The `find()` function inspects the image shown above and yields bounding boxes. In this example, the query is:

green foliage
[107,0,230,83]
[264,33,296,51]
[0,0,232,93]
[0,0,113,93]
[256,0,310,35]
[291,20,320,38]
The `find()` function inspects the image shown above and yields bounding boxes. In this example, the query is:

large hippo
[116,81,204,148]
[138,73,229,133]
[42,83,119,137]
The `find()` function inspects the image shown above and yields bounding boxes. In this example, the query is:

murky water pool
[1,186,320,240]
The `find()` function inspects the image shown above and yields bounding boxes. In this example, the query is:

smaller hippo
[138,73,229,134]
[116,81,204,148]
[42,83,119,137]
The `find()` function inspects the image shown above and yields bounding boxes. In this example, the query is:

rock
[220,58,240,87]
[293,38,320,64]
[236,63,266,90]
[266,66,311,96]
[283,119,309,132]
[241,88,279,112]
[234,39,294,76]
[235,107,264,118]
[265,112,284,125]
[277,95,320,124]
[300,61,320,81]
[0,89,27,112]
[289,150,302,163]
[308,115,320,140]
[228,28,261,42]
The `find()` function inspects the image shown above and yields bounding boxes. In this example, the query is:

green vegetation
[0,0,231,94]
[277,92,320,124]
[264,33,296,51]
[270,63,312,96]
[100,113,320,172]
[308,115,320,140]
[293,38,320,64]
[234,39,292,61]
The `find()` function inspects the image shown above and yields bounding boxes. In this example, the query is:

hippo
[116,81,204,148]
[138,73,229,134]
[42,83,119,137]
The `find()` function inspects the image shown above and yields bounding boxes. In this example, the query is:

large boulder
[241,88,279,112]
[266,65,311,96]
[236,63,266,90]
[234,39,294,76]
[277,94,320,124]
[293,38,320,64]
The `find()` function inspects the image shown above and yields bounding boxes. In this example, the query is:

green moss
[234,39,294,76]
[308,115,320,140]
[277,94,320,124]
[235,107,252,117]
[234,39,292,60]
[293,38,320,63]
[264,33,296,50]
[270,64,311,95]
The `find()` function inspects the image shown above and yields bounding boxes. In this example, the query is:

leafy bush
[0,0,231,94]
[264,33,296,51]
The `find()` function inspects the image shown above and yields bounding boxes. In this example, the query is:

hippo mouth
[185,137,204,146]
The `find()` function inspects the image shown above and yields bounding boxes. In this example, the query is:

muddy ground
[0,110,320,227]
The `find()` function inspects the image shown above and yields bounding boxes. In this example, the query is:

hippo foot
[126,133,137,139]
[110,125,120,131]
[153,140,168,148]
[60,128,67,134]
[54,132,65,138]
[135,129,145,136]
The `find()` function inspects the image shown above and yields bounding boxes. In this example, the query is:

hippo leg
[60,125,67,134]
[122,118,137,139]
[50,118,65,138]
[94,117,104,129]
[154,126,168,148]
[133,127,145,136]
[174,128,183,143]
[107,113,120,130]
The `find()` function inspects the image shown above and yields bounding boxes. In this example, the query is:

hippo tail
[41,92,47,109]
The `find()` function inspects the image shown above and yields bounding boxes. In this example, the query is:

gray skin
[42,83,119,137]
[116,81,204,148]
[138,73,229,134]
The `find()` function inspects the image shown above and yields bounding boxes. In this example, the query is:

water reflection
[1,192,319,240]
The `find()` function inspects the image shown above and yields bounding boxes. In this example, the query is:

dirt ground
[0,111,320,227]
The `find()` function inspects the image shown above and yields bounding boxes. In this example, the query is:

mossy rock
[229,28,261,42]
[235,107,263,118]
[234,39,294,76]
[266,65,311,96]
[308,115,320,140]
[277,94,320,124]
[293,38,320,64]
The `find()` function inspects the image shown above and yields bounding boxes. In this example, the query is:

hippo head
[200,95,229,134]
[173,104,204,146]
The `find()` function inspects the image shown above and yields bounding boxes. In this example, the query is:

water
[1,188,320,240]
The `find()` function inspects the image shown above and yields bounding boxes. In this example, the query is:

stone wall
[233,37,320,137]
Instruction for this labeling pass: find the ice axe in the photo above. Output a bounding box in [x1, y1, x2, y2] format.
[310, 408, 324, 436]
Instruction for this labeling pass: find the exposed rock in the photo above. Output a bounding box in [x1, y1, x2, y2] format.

#### Exercise details:
An exact transcript of all the records is the expected result.

#### Answer to this task:
The `find()` function inspects the image shown above and yields bounding boxes. In this example, the query is:

green foliage
[107,0,230,83]
[264,33,296,51]
[0,0,232,93]
[0,0,113,93]
[256,0,310,35]
[291,20,320,38]
The `find()` function inspects the image shown above and yields bounding boxes. In this example, the query is:

large hippo
[116,81,204,148]
[138,73,229,133]
[42,83,119,137]
The `find()` function inspects the image shown above and yields bounding boxes. In this example, the query is:

murky water pool
[1,186,320,240]
The `find()` function inspects the image shown above and yields bounding boxes. In this example, the query is:

smaller hippo
[138,73,229,134]
[116,81,204,148]
[42,83,119,137]
The `find()` function inspects the image shown above and yields bounding boxes. In this example, the query is:

rock
[220,58,240,87]
[293,38,320,64]
[236,63,266,90]
[266,66,311,96]
[283,119,309,132]
[241,88,279,112]
[234,39,294,76]
[235,107,264,118]
[265,112,284,125]
[277,95,320,124]
[300,61,320,81]
[0,89,27,112]
[289,150,302,163]
[308,115,320,140]
[228,28,261,42]
The `find()` function inspects the image shown above and yields bounding boxes. In this example, the query is:

green vegetation
[0,0,231,94]
[277,92,320,124]
[264,33,296,51]
[270,63,312,96]
[100,113,320,172]
[308,115,320,140]
[293,38,320,64]
[234,39,292,61]
The `find()` function inspects the image shown above and yields bounding boxes. In this example, the query is:

hippo
[116,81,204,148]
[138,73,229,134]
[42,83,119,137]
The `find()` function inspects the image shown above and yields bounding boxes. In this example, the query is:

large boulder
[241,88,279,112]
[266,65,311,96]
[236,63,266,90]
[234,39,294,76]
[277,94,320,124]
[293,38,320,64]
The `find()` function inspects the image shown above and yields bounding boxes. In this example, the query is:

green moss
[234,39,294,76]
[308,115,320,140]
[277,94,320,124]
[235,107,252,117]
[234,39,292,60]
[293,38,320,63]
[264,33,296,50]
[270,64,311,95]
The `find()` function inspects the image shown above and yields bounding boxes. In this example, the query is:

leafy bush
[0,0,231,94]
[264,33,296,51]
The `find()` function inspects the image shown above and yields bounding boxes. In this example, the query is:

hippo mouth
[185,137,204,146]
The `find()` function inspects the image shown above and yields bounding boxes. In this example, the query is:

muddy ground
[0,110,320,227]
The `find()` function inspects the image shown above and yields bounding boxes. In this example, the query is:

hippo foot
[126,133,137,139]
[110,125,120,131]
[153,140,168,148]
[60,128,67,134]
[54,132,65,138]
[135,129,145,136]
The `find()` function inspects the image shown above and yields bounding boxes. In this example, the query is:

hippo leg
[60,125,67,134]
[122,118,137,139]
[50,118,65,138]
[94,117,104,129]
[154,126,168,148]
[133,127,145,136]
[174,128,183,143]
[107,113,120,130]
The `find()` function inspects the image shown above and yields bounding boxes. In this example, the query is:

hippo tail
[41,92,47,109]
The `find()` function inspects the image shown above and yields bounding boxes. In this example, the query is:

gray skin
[42,83,119,137]
[116,81,204,148]
[138,73,229,134]
The `find()` function inspects the image shown above and yields bounding boxes. In this example, the query is:

water reflection
[1,192,319,240]
The `find()` function inspects the image shown above and yields bounding boxes. In this example, the query is:

dirt ground
[0,111,320,227]
The `find()` function inspects the image shown above and yields bounding boxes. In this example, the query is:

mossy rock
[229,28,261,42]
[235,107,263,118]
[234,39,294,76]
[266,65,311,96]
[308,115,320,140]
[277,94,320,124]
[293,38,320,64]
The `find()` function inspects the image shown above and yields bounding boxes. In this example, the query is:

hippo head
[200,95,229,134]
[173,104,204,146]
The `find()` function inspects the image shown above and yields bounding boxes. In this example, the query is:

water
[1,188,320,240]
The `find()` function inspects the image shown above and yields bounding boxes. In this example, the query is:

stone wall
[233,37,320,137]
Instruction for this labeling pass: find the ice axe in the photo above. Output a bounding box in [x1, y1, x2, y2] format.
[310, 408, 324, 436]
Instruction for this labeling pass: find the exposed rock in the photo above. Output a bounding box in [x1, y1, x2, y2] format.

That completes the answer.